(Stored entries)
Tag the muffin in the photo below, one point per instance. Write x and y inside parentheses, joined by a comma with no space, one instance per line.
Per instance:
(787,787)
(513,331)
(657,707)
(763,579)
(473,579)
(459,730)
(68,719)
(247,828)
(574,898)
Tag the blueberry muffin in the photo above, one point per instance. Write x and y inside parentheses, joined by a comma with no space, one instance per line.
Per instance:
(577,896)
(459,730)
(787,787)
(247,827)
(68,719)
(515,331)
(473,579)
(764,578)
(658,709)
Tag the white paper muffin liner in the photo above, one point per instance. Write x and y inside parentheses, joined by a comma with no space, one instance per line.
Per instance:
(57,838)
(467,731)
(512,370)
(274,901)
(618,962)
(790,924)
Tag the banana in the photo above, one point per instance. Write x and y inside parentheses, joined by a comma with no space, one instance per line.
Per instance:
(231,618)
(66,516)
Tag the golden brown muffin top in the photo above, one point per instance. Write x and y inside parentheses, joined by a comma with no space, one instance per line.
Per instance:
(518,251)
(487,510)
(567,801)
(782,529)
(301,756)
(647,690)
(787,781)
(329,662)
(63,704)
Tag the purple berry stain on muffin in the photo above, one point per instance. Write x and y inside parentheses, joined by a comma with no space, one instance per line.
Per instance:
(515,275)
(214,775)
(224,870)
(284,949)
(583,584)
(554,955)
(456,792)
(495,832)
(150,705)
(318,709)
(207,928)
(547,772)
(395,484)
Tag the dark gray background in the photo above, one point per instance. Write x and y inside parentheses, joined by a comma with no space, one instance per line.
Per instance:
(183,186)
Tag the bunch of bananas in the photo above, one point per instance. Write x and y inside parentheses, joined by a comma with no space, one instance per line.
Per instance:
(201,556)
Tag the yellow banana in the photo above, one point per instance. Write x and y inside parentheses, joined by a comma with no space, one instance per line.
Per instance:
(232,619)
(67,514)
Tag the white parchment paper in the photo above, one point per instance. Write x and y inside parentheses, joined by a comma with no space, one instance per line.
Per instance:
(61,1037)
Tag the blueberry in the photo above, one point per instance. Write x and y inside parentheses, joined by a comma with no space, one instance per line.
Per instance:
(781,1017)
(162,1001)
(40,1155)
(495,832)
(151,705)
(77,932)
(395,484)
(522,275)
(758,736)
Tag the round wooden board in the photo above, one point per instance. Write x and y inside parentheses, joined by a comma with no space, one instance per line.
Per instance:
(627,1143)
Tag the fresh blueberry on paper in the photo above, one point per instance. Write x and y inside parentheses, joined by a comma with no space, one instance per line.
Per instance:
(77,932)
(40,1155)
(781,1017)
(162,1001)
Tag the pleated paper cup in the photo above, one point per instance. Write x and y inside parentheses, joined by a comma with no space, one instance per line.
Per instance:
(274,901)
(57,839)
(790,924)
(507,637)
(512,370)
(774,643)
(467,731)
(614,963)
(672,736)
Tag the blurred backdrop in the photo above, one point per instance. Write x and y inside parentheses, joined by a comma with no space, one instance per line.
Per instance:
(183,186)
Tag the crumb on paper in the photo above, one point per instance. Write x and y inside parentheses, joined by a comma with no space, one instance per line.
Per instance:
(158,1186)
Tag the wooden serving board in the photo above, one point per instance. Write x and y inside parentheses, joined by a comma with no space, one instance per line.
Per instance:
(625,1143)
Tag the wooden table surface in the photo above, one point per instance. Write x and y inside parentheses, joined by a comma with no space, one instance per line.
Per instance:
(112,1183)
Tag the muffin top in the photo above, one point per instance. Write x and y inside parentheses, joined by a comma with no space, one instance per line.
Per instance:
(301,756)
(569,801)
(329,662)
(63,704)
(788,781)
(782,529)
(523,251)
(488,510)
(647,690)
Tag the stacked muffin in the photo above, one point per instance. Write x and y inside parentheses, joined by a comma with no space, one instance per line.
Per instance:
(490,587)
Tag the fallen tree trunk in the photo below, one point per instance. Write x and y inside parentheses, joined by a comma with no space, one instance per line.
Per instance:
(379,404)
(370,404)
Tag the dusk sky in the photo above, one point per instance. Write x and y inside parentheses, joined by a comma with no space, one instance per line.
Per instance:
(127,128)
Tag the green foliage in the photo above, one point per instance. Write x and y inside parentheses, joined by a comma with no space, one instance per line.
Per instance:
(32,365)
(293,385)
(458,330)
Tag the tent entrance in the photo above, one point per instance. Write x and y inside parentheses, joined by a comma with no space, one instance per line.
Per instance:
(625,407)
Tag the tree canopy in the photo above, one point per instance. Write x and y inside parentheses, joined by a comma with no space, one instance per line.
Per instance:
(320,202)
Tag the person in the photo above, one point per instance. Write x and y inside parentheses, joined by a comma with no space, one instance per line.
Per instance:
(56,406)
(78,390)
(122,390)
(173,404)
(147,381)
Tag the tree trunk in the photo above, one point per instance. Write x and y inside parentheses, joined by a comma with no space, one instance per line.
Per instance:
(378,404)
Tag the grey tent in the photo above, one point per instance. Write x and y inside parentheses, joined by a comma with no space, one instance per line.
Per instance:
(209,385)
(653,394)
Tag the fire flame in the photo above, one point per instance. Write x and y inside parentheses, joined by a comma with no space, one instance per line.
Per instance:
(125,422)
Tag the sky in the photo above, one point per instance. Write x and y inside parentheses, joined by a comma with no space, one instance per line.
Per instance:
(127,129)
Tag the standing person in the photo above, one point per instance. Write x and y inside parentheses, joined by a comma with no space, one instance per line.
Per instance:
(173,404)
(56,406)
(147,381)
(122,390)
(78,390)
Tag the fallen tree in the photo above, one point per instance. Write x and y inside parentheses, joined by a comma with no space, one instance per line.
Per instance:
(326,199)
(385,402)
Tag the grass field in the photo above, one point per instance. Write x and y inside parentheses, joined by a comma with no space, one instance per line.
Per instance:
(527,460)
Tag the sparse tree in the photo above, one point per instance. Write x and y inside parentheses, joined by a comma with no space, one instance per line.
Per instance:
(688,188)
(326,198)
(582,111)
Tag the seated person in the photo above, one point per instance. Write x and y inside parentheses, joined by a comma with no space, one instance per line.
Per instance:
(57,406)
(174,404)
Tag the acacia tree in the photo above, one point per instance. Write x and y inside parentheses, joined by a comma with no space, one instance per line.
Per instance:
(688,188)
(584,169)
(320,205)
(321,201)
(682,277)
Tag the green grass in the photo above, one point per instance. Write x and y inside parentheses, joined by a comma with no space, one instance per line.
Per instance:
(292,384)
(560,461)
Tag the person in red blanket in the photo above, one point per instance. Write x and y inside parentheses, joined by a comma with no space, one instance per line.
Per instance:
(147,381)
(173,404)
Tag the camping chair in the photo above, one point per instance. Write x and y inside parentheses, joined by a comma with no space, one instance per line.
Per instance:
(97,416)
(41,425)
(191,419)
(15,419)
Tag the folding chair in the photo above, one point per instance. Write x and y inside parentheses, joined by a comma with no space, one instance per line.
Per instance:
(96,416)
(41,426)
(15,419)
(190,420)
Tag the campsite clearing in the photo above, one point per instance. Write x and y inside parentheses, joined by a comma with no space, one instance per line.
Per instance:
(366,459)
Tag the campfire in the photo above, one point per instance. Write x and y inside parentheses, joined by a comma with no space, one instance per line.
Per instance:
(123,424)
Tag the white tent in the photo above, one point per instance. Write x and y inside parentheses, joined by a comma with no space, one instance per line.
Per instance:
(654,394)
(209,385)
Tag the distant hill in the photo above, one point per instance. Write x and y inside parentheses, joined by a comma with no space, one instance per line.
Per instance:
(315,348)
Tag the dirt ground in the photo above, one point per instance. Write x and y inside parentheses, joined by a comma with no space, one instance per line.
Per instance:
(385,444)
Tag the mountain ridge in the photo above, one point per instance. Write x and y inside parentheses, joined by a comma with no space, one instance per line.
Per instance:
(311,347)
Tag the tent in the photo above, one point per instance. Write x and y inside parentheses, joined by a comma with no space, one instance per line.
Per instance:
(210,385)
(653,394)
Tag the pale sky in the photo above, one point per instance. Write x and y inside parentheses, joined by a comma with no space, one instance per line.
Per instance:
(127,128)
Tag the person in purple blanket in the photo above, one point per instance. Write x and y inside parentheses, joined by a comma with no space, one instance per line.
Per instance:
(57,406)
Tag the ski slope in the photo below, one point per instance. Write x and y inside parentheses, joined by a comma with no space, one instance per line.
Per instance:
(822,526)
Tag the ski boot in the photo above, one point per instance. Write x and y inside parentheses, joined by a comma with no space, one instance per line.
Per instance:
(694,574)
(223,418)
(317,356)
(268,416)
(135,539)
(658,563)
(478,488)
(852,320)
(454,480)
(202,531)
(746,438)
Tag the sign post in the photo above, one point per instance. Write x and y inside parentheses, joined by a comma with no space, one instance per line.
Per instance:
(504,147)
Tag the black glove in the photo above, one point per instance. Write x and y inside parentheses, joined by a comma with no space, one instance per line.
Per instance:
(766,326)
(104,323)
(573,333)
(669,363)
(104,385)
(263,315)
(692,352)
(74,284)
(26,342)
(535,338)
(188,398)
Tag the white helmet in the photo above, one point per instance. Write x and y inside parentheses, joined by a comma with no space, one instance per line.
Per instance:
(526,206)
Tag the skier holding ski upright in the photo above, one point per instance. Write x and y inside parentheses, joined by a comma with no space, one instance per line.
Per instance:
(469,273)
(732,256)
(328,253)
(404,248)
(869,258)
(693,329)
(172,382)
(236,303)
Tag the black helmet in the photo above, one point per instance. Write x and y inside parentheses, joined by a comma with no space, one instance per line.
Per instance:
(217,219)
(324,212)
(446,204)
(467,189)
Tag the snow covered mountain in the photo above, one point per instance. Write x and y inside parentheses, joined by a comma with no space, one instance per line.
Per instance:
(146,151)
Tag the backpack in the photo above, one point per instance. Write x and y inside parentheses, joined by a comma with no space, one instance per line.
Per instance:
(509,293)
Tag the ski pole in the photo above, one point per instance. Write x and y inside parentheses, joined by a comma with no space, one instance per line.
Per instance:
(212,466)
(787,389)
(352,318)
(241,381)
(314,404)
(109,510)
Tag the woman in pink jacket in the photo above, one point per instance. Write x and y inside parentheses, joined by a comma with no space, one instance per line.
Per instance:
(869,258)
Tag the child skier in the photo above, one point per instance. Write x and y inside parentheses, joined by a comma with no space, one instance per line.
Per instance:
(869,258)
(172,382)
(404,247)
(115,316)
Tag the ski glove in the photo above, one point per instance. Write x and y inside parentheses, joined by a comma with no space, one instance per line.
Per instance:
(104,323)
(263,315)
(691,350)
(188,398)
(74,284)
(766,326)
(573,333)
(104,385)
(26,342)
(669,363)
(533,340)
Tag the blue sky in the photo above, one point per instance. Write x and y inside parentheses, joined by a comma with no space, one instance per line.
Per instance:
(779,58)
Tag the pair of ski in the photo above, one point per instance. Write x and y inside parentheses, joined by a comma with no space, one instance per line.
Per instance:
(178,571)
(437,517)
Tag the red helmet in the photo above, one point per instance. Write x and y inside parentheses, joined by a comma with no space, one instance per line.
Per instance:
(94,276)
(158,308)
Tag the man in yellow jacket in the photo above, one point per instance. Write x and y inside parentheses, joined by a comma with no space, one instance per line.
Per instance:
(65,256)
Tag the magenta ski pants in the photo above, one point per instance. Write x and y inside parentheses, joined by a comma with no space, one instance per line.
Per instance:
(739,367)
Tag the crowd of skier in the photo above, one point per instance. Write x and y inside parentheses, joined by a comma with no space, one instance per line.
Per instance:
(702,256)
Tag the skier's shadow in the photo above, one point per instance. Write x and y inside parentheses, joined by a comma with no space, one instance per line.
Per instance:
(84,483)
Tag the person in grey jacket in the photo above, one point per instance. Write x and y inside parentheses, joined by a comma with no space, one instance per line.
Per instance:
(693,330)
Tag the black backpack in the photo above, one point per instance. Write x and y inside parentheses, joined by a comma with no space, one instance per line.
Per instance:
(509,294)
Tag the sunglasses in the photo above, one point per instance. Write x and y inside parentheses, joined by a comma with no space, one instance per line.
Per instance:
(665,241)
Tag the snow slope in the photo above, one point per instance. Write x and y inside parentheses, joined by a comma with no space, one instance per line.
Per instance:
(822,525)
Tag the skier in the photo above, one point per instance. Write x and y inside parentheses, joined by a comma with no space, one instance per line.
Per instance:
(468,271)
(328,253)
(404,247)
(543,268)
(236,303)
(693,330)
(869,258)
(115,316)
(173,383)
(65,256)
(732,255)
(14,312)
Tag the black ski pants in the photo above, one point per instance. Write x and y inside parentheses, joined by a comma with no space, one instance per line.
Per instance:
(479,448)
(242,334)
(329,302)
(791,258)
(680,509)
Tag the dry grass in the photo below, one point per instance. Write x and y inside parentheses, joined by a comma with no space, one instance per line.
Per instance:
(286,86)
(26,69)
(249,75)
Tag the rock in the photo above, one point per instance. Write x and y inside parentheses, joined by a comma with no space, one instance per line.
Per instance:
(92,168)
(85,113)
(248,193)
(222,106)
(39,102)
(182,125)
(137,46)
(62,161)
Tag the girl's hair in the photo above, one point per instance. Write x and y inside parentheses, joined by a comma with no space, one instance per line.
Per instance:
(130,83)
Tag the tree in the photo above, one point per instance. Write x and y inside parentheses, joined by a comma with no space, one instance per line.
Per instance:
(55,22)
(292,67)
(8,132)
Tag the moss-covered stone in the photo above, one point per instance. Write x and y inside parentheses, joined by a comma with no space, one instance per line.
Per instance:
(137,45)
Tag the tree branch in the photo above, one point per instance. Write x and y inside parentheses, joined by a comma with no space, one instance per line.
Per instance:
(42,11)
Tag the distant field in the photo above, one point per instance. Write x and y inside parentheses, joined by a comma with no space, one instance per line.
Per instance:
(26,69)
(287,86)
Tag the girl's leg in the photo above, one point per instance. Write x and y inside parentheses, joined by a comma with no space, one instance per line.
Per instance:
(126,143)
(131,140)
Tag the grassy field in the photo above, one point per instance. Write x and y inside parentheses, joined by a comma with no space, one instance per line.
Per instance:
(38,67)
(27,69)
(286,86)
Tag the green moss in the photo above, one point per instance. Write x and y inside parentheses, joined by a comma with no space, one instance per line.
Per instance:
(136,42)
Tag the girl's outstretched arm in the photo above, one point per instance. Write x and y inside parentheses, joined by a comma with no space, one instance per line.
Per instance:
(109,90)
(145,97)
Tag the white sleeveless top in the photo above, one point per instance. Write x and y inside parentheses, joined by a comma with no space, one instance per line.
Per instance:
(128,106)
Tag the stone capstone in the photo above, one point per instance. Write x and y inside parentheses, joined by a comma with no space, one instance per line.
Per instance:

** Written instruction **
Copy the listing word for word, starting at the line with "Tag the white sleeveless" and running through its last line, with both ends included.

** Answer to this task **
Tag the white sleeveless top in the photo above, one point per instance. Write x and y inside parentheses, joined by a comma with no space, one instance per line.
Per instance:
(128,106)
Tag the stone capstone in the photo above, one point per instance. Write x and y inside parentheses, joined by a comma with no space, one instance per line.
Per instance:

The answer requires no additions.